Print every one of the lines below word for word, leaving out the pictures.

(Recorded data)
****************

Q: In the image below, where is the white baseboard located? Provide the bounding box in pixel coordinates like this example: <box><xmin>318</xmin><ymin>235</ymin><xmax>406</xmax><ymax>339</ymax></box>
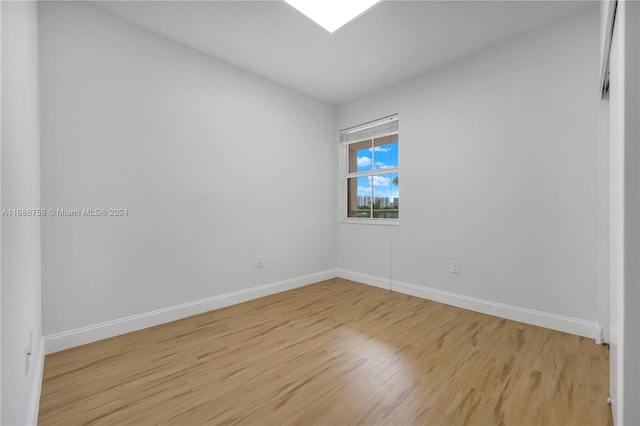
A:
<box><xmin>390</xmin><ymin>280</ymin><xmax>601</xmax><ymax>341</ymax></box>
<box><xmin>43</xmin><ymin>269</ymin><xmax>337</xmax><ymax>354</ymax></box>
<box><xmin>336</xmin><ymin>268</ymin><xmax>391</xmax><ymax>290</ymax></box>
<box><xmin>27</xmin><ymin>338</ymin><xmax>45</xmax><ymax>425</ymax></box>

****************

Full output
Q: In the image below, where is the white baseboard located? Provide the bounding box in pixel coordinates like this example: <box><xmin>318</xmin><ymin>235</ymin><xmax>406</xmax><ymax>339</ymax></box>
A:
<box><xmin>390</xmin><ymin>280</ymin><xmax>601</xmax><ymax>341</ymax></box>
<box><xmin>43</xmin><ymin>269</ymin><xmax>337</xmax><ymax>354</ymax></box>
<box><xmin>336</xmin><ymin>268</ymin><xmax>391</xmax><ymax>290</ymax></box>
<box><xmin>27</xmin><ymin>338</ymin><xmax>45</xmax><ymax>425</ymax></box>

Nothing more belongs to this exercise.